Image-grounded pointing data
○ ○ ○ ○ ○ ○ ○

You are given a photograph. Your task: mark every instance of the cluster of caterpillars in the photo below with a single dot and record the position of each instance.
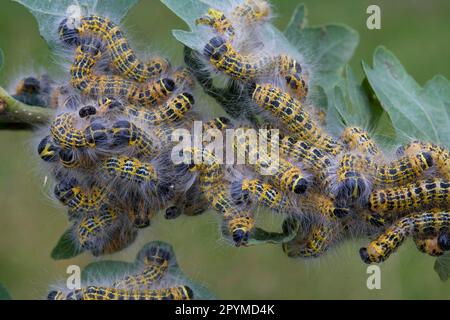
(150, 280)
(334, 187)
(109, 149)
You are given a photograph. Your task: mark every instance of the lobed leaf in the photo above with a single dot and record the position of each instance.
(416, 112)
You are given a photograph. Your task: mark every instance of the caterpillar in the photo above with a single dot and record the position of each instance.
(283, 173)
(357, 139)
(418, 225)
(171, 111)
(65, 134)
(316, 242)
(293, 115)
(218, 21)
(92, 231)
(434, 246)
(103, 293)
(126, 133)
(83, 78)
(403, 170)
(414, 196)
(440, 155)
(69, 193)
(156, 267)
(224, 57)
(260, 193)
(47, 150)
(352, 177)
(239, 222)
(122, 56)
(306, 153)
(130, 169)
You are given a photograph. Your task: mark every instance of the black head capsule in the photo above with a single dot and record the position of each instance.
(215, 48)
(69, 35)
(87, 111)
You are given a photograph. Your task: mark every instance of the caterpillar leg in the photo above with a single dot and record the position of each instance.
(417, 196)
(417, 225)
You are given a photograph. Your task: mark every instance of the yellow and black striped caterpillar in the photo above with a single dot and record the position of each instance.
(83, 78)
(122, 56)
(291, 112)
(103, 293)
(225, 58)
(411, 197)
(418, 225)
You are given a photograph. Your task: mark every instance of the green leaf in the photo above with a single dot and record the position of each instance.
(416, 112)
(261, 236)
(65, 248)
(326, 49)
(4, 294)
(442, 266)
(49, 13)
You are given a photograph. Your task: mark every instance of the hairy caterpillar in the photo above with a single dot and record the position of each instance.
(414, 196)
(434, 246)
(440, 155)
(130, 169)
(47, 150)
(224, 57)
(84, 79)
(156, 266)
(418, 225)
(291, 112)
(260, 193)
(284, 174)
(70, 193)
(403, 170)
(65, 134)
(103, 293)
(357, 139)
(122, 56)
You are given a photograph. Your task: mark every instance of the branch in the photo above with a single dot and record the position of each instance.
(17, 115)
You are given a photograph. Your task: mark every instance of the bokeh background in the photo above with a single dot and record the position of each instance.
(30, 223)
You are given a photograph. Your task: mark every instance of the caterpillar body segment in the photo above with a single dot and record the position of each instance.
(125, 133)
(103, 293)
(357, 139)
(259, 193)
(440, 155)
(93, 231)
(411, 197)
(172, 110)
(72, 195)
(47, 150)
(123, 57)
(281, 172)
(432, 245)
(306, 153)
(417, 225)
(403, 170)
(65, 134)
(291, 112)
(353, 177)
(225, 58)
(316, 242)
(156, 264)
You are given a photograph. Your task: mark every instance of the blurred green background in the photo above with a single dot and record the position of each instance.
(30, 223)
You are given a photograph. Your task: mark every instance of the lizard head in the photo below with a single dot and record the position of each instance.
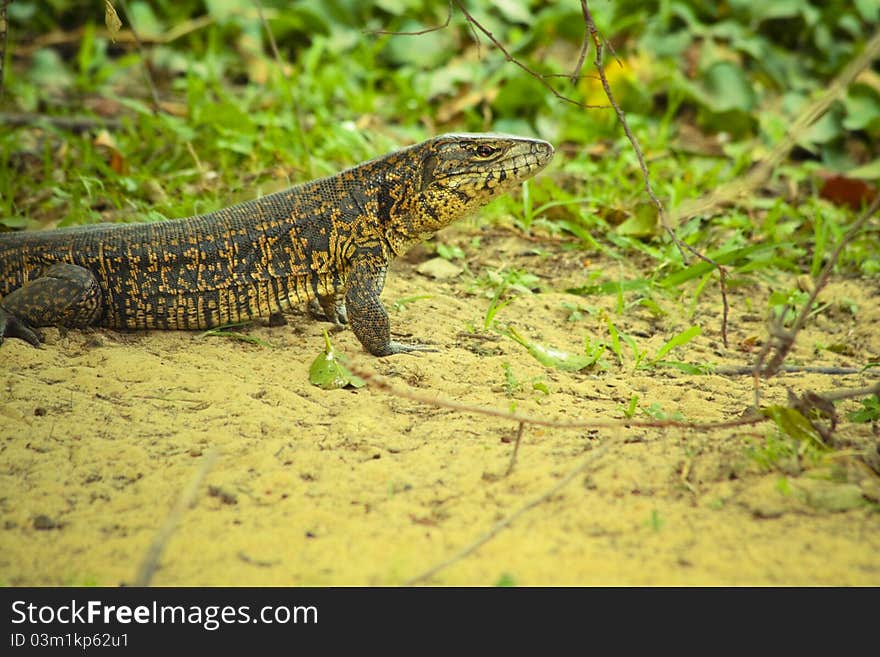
(453, 175)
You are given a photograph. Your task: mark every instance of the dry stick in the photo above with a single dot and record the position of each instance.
(743, 370)
(503, 524)
(585, 46)
(441, 402)
(143, 54)
(519, 432)
(436, 28)
(783, 340)
(850, 393)
(661, 212)
(516, 62)
(150, 563)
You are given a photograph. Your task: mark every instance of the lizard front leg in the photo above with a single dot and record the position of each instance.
(366, 315)
(63, 295)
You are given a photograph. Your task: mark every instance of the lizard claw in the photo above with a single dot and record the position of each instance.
(13, 327)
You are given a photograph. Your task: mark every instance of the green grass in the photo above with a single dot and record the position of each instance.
(234, 125)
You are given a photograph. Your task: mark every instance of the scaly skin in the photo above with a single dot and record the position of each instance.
(328, 242)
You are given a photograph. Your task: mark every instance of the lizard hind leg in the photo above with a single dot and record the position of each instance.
(63, 295)
(330, 308)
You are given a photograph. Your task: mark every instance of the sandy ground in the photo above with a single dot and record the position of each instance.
(102, 432)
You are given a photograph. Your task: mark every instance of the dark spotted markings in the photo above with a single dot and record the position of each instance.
(327, 242)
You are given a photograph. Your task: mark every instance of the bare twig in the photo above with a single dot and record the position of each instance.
(516, 62)
(661, 212)
(440, 402)
(436, 28)
(187, 498)
(475, 27)
(743, 370)
(592, 457)
(850, 393)
(782, 340)
(585, 46)
(519, 432)
(726, 194)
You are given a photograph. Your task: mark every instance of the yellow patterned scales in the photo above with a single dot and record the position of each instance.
(327, 242)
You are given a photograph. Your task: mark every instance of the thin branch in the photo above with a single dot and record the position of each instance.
(519, 432)
(730, 192)
(503, 524)
(783, 340)
(793, 369)
(439, 402)
(187, 498)
(661, 213)
(516, 62)
(427, 30)
(585, 46)
(850, 393)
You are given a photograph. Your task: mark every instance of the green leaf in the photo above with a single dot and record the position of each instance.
(862, 108)
(643, 222)
(556, 358)
(869, 171)
(328, 370)
(728, 88)
(792, 423)
(677, 341)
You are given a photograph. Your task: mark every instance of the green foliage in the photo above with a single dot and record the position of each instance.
(869, 411)
(235, 125)
(329, 370)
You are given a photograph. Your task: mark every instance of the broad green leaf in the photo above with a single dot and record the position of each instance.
(328, 370)
(728, 88)
(677, 341)
(643, 222)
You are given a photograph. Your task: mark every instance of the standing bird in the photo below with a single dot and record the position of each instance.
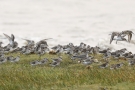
(119, 37)
(113, 35)
(30, 43)
(129, 33)
(11, 39)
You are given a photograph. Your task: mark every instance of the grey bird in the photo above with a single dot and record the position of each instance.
(128, 33)
(104, 65)
(116, 66)
(33, 63)
(16, 59)
(44, 61)
(113, 34)
(30, 43)
(11, 39)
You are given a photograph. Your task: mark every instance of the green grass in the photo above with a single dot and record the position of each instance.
(68, 76)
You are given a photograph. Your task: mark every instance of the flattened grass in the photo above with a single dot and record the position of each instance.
(70, 75)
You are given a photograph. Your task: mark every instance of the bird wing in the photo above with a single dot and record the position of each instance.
(112, 37)
(8, 37)
(129, 37)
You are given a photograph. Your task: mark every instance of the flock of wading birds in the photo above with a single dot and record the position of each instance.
(82, 54)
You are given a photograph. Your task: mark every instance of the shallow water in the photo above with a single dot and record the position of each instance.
(88, 21)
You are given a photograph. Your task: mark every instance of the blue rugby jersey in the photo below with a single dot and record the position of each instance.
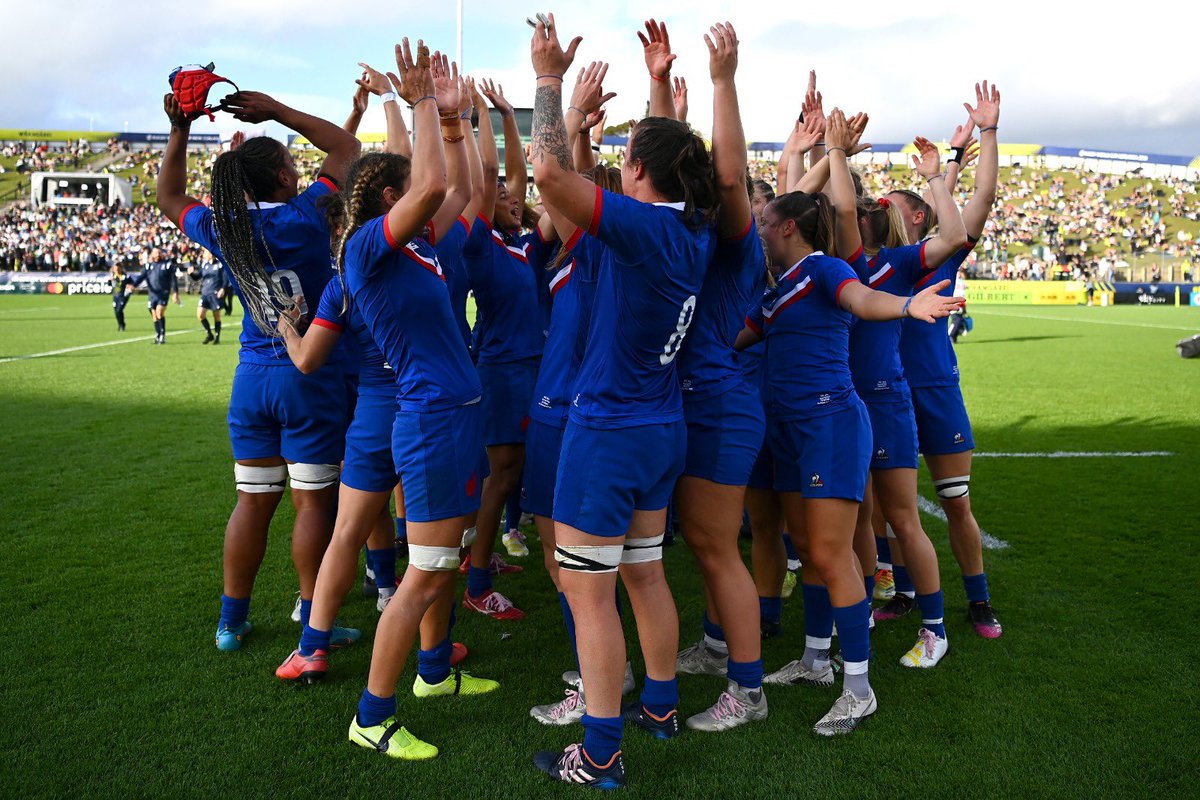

○ ○ ○ ○ ○ ○ ○

-- The task --
Repeat the records word for word, skipping pictures.

-- Answer section --
You are given a photograph. Your task: mark every instance of the cluster of caterpillars in the photo below with a single dot and record the position of each instance.
(150, 280)
(334, 187)
(109, 149)
You are given a photograph. Your task: mark every instance of the lobed leaf in the photo above with a single dot and record the position of each instance.
(416, 112)
You are given a photograph. Your task: mark every instance of the caterpillar in the photo above with a single dot and record the position of each instance.
(283, 173)
(357, 139)
(418, 225)
(171, 111)
(65, 134)
(316, 242)
(293, 115)
(218, 21)
(92, 231)
(434, 246)
(103, 293)
(126, 133)
(83, 78)
(403, 170)
(414, 196)
(440, 155)
(69, 193)
(156, 267)
(224, 57)
(260, 193)
(47, 150)
(352, 177)
(239, 222)
(122, 56)
(306, 153)
(130, 169)
You are given a photograph. Your task: mark every instance of the black head capsule in the photo above with a single dot and record the position of each instance.
(215, 48)
(69, 35)
(87, 111)
You are given a photograph. Your task: mark every instance of the caterpillar leg in the photo above with a single dot and record the position of each instance.
(417, 196)
(417, 225)
You are given a photograph. Your task: mark every instance of the yellow and black striped caterpillar in the photo above with a single dot and record the position of each instance.
(83, 78)
(122, 56)
(291, 112)
(103, 293)
(225, 58)
(411, 197)
(418, 225)
You are given a photograph. Your task: mark every instance of the green leaf in the photo above with a single dot and record the position of each instance.
(416, 112)
(261, 236)
(65, 248)
(326, 49)
(4, 294)
(442, 266)
(49, 13)
You are given a photograph. Your task: mark every instance of the hairy caterpillar in the photo above with a single dot and record the position of each instance.
(414, 196)
(434, 246)
(440, 155)
(130, 169)
(47, 150)
(224, 57)
(84, 79)
(156, 266)
(418, 225)
(291, 112)
(260, 193)
(284, 174)
(70, 193)
(403, 170)
(65, 134)
(103, 293)
(357, 139)
(122, 56)
You are given a photograph. Your task: mark every instance of the branch in the photo above with a single dot and record the position of each instance.
(17, 115)
You are given a photograph. Your task: mark every instance of the bokeh background in the photo above with a single dot and record the position of each instance.
(30, 223)
You are given a photograph. Your task: mark every instance of the caterpillar body segment in the photo above with a single dot and record the position of each instance.
(125, 133)
(103, 293)
(357, 139)
(259, 193)
(440, 155)
(93, 231)
(411, 197)
(172, 110)
(72, 195)
(47, 150)
(123, 57)
(281, 172)
(432, 245)
(306, 153)
(417, 225)
(403, 170)
(65, 134)
(291, 112)
(353, 177)
(225, 58)
(316, 242)
(156, 264)
You are given a photograph. Your task: mark every instance of the blurred green background in the photo above with a single dot and record the position of each instance.
(30, 223)
You are given a photograph. Your task: mark every instance of the lizard head in the photo below with a single dot and record the position of each instance.
(453, 175)
You are given a photograph. Your task: mark every instance of the dry stick in the photo above with a single dot and record the position of each instance.
(743, 370)
(503, 524)
(585, 46)
(441, 402)
(143, 54)
(519, 432)
(436, 28)
(783, 340)
(850, 393)
(661, 212)
(516, 62)
(150, 563)
You are given a photograph. Your task: mark every instance of the lizard front leg in the photo above with a single dot and record the position of each instance.
(366, 315)
(63, 295)
You are given a photograph. Your task: mark every instance of the lizard claw in the photo above with a single dot and record the position of each instance.
(13, 327)
You are given a photograph. Your task: mark every instance of the green grass in the photo above with a single dot and record the position of each instance.
(234, 125)
You are given a photograph. Your task: mark every instance of the scaly skin in the photo above with a single dot and record the position of each instance.
(328, 242)
You are given a photograph. Your task: mark every instance of the lizard hind leg in the photo above with a single dot and record the position of each instance.
(63, 295)
(330, 308)
You are given a photograph. Your task: mark every instance of the sandy ground in the photo above with a single dot and record the position of each instance.
(102, 432)
You are given a photograph. Your task: mark every instance of the dark spotted markings in the photo above with a single dot and record the position of each instance.
(327, 242)
You are given a photograph. Your task: mark every instance of the bare twig in the photo above with a single dot and record the position of each instance.
(516, 62)
(661, 212)
(440, 402)
(436, 28)
(187, 498)
(475, 27)
(743, 370)
(592, 457)
(850, 393)
(782, 340)
(585, 46)
(519, 432)
(726, 194)
You are given a photograph. Your task: mark every instance of the yellow patterned scales in the photo above with a single dot and record the position of each instance.
(327, 242)
You are given a photograph. Your task: mark every instance of the thin branch in the photo above with a single dot and record the position of each instance.
(519, 432)
(730, 192)
(503, 524)
(783, 340)
(793, 369)
(439, 402)
(187, 498)
(661, 213)
(516, 62)
(427, 30)
(585, 46)
(850, 393)
You are given a photograph. Your task: mark every instance of the green leaf in the photo above with a single dot and record the position of each instance.
(862, 108)
(643, 222)
(556, 358)
(869, 171)
(328, 370)
(728, 88)
(792, 423)
(677, 341)
You are given a photograph. Your task: mark every instance of the green foliage in the photo above with a single dot and record the position of each instance.
(869, 411)
(235, 125)
(329, 370)
You are given a photograph. Your task: mark every instance of the broad green leaf in the photo above with a single dot and record the position of each instance.
(328, 370)
(728, 88)
(677, 341)
(643, 222)
You are given a photograph. Your task: mark every instance of the standing bird in the photo below with a single dot and record the position of each instance.
(119, 37)
(113, 35)
(30, 43)
(129, 33)
(11, 39)
You are given a photograph. Your task: mark every instance of the grey bird in the photo above with a single dot and record the position of each instance.
(128, 33)
(104, 65)
(116, 66)
(33, 63)
(16, 59)
(44, 61)
(113, 34)
(30, 43)
(11, 39)
You are given a photograph. Your task: mark every instance of the green grass in the photo above with a single dot and record the position of each instance.
(68, 76)
You are given a photograph. Your task: mark every instance of the flattened grass in the photo above with a single dot and record the position of each instance.
(70, 75)
You are given a photograph. Your task: mark every instance of the bird wing in the photo above with a single dot and record the position of each instance.
(112, 37)
(8, 37)
(129, 37)
You are given a photograph. Your task: mark every instance of the flock of wading birds in the photo above with a single dot and record the position of each instance.
(82, 54)
You are given a photograph. Your task: mark every instance of the shallow water in the photo above with a single dot and record the position of each instance.
(88, 21)
You are given a photograph. Your task: mark every instance of the blue rugby jersey in the photo below with a single dot and record the position of each instance.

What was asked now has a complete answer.